依頼文 — 以下の資料から「target」という語を含む行をすべて見つけ、一行ずつ書き写してください。

抽出項目 —
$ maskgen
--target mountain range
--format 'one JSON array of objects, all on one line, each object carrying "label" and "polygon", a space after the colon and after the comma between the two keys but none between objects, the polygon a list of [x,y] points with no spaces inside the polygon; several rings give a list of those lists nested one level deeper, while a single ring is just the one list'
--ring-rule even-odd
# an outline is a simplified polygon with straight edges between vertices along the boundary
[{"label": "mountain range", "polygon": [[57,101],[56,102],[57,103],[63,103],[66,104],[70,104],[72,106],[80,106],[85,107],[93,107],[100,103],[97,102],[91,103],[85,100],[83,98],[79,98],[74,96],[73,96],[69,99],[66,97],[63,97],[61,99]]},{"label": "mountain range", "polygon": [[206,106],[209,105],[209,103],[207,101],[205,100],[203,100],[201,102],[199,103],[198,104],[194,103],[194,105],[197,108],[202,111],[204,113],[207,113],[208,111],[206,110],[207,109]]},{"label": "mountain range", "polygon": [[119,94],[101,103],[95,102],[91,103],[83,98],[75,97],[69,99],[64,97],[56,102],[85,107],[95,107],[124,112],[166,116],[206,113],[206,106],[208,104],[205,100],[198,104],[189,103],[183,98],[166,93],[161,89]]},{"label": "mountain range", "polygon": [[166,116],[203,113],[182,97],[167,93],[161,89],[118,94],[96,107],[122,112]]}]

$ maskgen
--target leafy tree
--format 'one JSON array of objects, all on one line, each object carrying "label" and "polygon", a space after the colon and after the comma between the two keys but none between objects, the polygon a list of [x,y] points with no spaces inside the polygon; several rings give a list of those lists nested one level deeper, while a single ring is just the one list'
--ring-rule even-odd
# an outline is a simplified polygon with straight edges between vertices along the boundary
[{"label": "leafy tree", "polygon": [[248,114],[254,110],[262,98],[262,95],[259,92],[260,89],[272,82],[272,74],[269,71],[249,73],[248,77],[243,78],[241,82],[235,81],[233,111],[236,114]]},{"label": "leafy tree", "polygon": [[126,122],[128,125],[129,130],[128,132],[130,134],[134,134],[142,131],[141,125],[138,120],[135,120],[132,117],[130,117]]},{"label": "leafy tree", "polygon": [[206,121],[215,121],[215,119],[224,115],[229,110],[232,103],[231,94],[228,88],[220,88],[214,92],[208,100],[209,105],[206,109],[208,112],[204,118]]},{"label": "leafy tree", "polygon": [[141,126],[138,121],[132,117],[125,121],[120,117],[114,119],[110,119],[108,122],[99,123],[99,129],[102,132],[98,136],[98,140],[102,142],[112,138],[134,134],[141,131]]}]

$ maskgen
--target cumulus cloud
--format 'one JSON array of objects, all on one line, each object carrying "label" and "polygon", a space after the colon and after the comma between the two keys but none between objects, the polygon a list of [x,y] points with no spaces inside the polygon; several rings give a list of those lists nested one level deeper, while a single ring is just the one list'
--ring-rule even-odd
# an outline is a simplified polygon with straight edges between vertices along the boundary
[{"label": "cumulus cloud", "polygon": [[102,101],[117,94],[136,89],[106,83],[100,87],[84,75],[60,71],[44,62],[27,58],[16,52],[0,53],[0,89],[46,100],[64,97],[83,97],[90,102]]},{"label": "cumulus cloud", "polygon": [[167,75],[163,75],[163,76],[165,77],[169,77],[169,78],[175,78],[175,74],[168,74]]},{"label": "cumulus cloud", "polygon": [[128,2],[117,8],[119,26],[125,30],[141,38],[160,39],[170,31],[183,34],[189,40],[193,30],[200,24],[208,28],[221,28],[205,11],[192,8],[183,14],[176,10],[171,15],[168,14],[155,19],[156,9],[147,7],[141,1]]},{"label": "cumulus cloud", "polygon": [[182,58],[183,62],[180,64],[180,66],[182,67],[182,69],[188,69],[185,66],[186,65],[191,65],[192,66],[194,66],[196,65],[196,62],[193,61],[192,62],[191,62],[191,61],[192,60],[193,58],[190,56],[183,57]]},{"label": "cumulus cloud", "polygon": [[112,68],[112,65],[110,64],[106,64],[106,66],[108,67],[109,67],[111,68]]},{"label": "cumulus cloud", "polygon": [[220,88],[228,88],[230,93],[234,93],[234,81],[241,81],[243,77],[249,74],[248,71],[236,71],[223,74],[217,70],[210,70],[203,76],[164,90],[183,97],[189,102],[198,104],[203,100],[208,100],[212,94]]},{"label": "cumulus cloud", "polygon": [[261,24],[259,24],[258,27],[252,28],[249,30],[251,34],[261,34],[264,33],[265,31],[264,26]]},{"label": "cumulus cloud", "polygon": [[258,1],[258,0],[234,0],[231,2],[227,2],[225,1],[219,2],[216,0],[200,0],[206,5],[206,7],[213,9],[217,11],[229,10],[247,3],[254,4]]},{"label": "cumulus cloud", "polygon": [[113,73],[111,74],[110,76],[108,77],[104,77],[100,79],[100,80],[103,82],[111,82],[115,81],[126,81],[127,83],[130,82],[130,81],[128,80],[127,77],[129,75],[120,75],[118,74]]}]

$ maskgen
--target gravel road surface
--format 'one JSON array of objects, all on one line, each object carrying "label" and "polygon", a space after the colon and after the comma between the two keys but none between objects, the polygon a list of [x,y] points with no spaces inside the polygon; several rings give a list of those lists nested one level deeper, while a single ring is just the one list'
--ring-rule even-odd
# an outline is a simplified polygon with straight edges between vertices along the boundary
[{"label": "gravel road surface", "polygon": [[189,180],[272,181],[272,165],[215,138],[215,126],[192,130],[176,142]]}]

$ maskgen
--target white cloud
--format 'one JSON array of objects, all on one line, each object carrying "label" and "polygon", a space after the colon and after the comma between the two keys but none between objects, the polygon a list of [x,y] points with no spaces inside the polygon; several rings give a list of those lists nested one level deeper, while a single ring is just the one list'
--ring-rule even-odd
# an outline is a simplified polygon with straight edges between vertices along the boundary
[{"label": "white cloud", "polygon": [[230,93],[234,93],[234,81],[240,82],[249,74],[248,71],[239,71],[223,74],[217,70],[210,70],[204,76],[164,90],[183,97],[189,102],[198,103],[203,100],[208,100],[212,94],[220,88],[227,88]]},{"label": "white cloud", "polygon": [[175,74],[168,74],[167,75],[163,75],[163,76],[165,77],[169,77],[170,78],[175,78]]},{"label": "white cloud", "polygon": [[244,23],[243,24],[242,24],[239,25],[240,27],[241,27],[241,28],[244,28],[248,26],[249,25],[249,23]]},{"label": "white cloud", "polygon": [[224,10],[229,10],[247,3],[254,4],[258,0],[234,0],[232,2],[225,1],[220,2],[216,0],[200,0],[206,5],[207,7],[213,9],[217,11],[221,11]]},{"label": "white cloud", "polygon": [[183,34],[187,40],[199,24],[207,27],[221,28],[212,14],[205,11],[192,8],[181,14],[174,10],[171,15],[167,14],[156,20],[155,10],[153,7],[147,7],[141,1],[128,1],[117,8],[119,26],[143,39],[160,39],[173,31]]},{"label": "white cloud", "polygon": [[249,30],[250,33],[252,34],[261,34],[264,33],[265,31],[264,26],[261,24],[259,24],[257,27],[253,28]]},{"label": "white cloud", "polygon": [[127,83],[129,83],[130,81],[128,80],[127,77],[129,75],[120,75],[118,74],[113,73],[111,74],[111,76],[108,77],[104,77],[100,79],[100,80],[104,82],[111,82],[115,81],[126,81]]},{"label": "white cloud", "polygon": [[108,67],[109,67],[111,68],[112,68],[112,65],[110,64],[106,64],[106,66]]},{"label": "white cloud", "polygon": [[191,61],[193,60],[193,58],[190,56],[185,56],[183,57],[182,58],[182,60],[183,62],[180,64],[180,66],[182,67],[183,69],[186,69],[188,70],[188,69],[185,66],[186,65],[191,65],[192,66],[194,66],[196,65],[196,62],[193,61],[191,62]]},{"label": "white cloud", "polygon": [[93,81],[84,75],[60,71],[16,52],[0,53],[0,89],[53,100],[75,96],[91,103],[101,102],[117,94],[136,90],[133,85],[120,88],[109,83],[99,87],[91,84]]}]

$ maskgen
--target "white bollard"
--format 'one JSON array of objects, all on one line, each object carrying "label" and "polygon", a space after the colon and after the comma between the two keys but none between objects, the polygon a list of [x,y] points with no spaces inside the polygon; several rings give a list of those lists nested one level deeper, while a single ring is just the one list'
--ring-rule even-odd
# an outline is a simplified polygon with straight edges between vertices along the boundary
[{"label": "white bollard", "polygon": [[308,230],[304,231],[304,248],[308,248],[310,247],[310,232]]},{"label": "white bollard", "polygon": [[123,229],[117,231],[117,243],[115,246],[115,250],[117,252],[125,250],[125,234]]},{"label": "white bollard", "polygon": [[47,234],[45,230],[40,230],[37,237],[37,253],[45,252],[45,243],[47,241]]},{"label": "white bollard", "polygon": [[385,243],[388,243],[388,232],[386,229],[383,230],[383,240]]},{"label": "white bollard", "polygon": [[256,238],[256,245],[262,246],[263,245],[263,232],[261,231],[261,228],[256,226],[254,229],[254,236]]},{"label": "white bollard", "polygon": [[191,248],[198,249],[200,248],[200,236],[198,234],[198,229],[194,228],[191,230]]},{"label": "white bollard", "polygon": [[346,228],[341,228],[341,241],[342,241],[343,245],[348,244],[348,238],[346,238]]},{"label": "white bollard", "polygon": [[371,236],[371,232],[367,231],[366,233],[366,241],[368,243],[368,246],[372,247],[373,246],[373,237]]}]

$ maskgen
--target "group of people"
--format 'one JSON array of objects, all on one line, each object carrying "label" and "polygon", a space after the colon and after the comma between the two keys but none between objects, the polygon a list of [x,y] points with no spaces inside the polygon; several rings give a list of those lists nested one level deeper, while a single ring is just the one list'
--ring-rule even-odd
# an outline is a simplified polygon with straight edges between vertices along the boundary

解答 —
--target mountain range
--target leafy tree
--target cumulus cloud
--target gravel road surface
--target white cloud
--target "white bollard"
--target "group of people"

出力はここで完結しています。